= Wendell Rawls Jr. =

American journalist

Wendell Lee Rawls Jr. (born August 18, 1941, in Goodlettsville, Tennessee) is a Pulitzer Prize-winning investigative reporter and editor. His career spans 40 years in journalism and media, beginning in 1967 at The (Nashville) Tennessean.

==Life==
Raised in the Nashville, Tennessee, area and in Red Bank, Tennessee, Rawls is a graduate of Baylor School in Chattanooga, Tennessee, and Vanderbilt University. He is often known by the nickname "Sonny."

Rawls was the first national correspondent at The Philadelphia Inquirer (where he won the Pulitzer Prize for Investigative Reporting in 1977); was a Washington correspondent and then Southern Bureau chief for The New York Times; and assistant managing editor for news at The Atlanta Journal-Constitution.
He also won the National Headliner Award for Outstanding Public Service, the Robert F. Kennedy Journalism Award Grand Prize, the Heywood Broun Journalism Award, and several other awards.

■ **Job 1**
Identify every line in the records that contains the string "cable" with matching case, and copy each of those lines.
The records come from a different source than the Rawls biography.

■ **Entries provided**
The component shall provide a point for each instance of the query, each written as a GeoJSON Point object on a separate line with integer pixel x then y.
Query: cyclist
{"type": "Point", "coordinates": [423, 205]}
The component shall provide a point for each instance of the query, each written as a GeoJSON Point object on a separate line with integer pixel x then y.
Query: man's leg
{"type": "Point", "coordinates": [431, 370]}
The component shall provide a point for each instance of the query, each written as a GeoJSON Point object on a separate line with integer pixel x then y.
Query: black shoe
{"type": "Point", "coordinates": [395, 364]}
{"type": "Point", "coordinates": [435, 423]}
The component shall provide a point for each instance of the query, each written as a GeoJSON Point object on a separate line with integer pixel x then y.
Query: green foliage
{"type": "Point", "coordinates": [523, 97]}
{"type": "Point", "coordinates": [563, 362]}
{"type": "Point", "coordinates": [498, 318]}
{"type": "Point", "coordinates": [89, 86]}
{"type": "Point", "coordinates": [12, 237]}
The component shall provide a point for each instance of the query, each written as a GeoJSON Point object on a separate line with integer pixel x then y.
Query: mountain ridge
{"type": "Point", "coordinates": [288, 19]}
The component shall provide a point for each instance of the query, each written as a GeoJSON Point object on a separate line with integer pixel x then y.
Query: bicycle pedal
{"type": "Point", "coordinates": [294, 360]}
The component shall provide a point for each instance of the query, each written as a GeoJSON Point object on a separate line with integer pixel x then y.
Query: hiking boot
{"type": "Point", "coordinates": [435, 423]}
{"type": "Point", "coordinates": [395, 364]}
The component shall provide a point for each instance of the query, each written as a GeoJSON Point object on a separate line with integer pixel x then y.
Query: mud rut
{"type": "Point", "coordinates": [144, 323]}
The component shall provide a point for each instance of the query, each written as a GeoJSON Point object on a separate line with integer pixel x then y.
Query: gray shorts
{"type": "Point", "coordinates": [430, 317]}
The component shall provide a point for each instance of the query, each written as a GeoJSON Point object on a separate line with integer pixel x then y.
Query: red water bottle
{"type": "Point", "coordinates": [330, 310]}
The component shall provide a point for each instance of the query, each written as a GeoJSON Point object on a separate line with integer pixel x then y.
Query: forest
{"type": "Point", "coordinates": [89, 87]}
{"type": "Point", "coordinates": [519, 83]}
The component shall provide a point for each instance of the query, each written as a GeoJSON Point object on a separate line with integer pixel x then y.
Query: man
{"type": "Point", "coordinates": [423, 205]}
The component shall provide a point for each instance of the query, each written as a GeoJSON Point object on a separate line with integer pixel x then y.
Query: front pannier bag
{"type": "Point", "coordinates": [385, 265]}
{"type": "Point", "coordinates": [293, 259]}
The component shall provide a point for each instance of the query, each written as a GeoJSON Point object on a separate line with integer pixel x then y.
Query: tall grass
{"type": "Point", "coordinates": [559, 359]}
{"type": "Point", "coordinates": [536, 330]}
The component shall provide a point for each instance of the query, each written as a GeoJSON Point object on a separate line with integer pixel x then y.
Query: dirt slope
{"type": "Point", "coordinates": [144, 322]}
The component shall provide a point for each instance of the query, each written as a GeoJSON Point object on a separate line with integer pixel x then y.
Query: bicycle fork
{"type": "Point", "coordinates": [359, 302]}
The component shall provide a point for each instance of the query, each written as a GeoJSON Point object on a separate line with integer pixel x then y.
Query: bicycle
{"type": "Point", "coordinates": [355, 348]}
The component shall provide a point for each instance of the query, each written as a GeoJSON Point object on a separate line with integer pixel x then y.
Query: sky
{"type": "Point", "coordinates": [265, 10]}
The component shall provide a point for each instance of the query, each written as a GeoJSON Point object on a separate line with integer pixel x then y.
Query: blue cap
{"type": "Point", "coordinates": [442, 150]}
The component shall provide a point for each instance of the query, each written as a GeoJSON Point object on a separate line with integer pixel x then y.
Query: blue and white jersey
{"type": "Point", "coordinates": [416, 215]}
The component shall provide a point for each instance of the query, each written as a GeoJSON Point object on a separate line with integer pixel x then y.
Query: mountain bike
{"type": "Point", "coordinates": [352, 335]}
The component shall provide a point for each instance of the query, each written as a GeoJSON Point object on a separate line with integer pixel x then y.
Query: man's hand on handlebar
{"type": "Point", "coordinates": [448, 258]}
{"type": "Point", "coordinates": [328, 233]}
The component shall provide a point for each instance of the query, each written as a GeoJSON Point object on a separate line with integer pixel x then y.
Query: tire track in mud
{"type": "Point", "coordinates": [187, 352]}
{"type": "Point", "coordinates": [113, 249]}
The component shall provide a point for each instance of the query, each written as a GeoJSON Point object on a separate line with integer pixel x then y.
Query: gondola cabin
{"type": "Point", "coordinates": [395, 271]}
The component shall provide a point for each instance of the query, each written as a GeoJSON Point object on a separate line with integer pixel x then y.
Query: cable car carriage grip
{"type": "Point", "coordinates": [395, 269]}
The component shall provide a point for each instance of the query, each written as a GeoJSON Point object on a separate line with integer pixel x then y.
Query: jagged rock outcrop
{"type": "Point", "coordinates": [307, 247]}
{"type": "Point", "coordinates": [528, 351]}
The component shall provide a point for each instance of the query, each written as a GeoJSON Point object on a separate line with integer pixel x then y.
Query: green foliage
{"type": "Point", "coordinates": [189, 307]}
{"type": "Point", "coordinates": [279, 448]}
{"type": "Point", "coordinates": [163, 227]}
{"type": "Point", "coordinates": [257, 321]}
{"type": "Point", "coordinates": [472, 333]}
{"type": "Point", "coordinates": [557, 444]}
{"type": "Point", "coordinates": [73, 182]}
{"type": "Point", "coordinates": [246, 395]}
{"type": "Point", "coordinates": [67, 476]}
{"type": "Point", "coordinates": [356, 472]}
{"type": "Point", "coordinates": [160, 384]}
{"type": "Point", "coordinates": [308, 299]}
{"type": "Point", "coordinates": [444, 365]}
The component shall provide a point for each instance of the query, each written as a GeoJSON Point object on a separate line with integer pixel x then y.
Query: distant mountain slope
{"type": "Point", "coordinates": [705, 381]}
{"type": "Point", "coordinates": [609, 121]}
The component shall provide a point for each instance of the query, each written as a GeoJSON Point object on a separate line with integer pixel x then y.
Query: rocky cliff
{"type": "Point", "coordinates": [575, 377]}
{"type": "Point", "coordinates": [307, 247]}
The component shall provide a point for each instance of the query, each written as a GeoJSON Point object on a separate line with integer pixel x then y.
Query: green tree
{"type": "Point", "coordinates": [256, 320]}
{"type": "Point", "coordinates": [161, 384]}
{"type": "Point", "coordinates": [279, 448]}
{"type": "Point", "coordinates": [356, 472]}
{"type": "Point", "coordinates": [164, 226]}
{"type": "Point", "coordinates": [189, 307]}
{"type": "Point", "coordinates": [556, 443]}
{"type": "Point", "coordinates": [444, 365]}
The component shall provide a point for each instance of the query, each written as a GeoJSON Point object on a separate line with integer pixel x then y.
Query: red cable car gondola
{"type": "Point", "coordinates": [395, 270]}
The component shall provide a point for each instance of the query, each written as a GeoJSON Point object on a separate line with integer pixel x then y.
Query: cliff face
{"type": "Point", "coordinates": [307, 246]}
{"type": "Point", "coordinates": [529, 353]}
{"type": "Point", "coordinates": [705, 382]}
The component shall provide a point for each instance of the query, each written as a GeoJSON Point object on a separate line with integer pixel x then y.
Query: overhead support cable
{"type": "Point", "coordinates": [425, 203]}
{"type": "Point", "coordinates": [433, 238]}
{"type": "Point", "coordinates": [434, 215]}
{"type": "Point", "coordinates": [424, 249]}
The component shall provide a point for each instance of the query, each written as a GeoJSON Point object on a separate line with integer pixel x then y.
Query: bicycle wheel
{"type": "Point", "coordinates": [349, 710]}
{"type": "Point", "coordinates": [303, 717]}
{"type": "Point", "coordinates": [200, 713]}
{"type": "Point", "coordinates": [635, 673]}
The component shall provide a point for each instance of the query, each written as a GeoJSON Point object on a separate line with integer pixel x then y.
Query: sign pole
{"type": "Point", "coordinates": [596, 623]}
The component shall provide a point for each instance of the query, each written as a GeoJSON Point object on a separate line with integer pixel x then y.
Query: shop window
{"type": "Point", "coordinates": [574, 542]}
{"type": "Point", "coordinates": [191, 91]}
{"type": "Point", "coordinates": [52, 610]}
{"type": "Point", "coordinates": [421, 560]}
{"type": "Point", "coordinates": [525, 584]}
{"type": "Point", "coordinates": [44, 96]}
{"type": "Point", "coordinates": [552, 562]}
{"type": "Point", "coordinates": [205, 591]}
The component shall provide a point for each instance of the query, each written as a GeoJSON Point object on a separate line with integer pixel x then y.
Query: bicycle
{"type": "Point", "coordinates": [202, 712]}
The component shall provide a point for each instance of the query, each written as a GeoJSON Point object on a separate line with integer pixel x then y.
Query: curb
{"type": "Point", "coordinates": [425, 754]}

■ **Job 2**
Please return, word for word, the part of the Rawls biography that opens with the words containing "He also won" and closes with "several other awards.".

■ **Full answer 1**
Query: cable car carriage grip
Query: red cable car gondola
Query: overhead support cable

■ **Full answer 2**
He also won the National Headliner Award for Outstanding Public Service, the Robert F. Kennedy Journalism Award Grand Prize, the Heywood Broun Journalism Award, and several other awards.